◆ **What to produce**
Gather every line in the items that follow that contains the word "below", and copy each of those lines in full.

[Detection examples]
____________

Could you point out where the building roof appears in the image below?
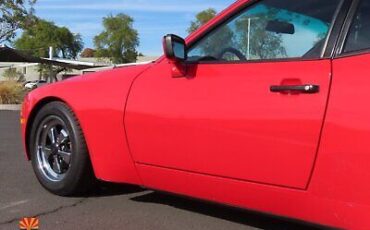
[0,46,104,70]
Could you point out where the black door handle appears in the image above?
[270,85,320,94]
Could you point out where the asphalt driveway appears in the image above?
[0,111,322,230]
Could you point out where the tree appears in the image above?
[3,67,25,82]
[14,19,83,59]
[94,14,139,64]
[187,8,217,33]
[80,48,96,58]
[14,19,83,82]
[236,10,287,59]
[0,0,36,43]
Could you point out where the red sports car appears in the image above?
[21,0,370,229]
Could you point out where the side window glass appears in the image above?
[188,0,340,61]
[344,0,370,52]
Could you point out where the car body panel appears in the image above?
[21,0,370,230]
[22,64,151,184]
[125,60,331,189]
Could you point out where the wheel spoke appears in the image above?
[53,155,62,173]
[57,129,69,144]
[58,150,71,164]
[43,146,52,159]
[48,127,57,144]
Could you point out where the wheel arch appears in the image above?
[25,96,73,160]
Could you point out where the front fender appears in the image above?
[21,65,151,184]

____________

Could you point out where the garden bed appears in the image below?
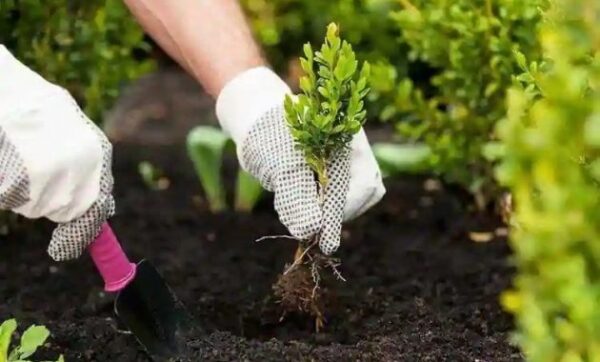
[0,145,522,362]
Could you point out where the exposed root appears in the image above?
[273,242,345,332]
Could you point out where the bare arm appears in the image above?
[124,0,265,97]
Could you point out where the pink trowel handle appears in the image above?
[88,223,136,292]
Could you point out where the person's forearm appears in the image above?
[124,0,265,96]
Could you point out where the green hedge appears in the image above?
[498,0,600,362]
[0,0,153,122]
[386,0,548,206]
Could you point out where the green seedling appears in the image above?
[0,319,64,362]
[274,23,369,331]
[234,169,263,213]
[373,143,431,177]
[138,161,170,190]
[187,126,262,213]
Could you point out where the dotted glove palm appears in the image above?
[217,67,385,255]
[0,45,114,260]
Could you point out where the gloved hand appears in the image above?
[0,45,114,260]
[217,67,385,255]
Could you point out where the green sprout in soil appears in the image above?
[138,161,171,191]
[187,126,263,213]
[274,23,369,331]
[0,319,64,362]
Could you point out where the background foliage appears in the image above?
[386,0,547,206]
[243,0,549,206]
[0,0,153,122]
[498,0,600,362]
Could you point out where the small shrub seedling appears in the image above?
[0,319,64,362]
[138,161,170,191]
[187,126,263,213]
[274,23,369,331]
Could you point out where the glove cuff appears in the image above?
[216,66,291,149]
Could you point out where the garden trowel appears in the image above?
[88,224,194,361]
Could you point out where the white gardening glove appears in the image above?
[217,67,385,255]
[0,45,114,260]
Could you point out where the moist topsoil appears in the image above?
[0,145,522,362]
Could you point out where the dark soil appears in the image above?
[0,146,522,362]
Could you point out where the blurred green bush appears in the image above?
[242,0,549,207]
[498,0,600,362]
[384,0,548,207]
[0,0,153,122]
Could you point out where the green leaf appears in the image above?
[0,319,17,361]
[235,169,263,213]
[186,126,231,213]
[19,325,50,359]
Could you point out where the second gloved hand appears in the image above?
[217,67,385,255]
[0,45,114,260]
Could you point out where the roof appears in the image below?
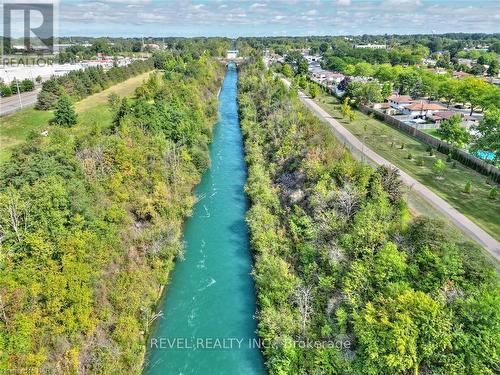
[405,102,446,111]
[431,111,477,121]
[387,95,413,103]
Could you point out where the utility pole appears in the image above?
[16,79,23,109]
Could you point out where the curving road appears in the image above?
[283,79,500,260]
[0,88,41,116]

____________

◆ **The answer**
Could you point out where the building roof appears in the image below?
Could you point out where the garden bed appears in the image below?
Could you point out where the roof appears in the image below?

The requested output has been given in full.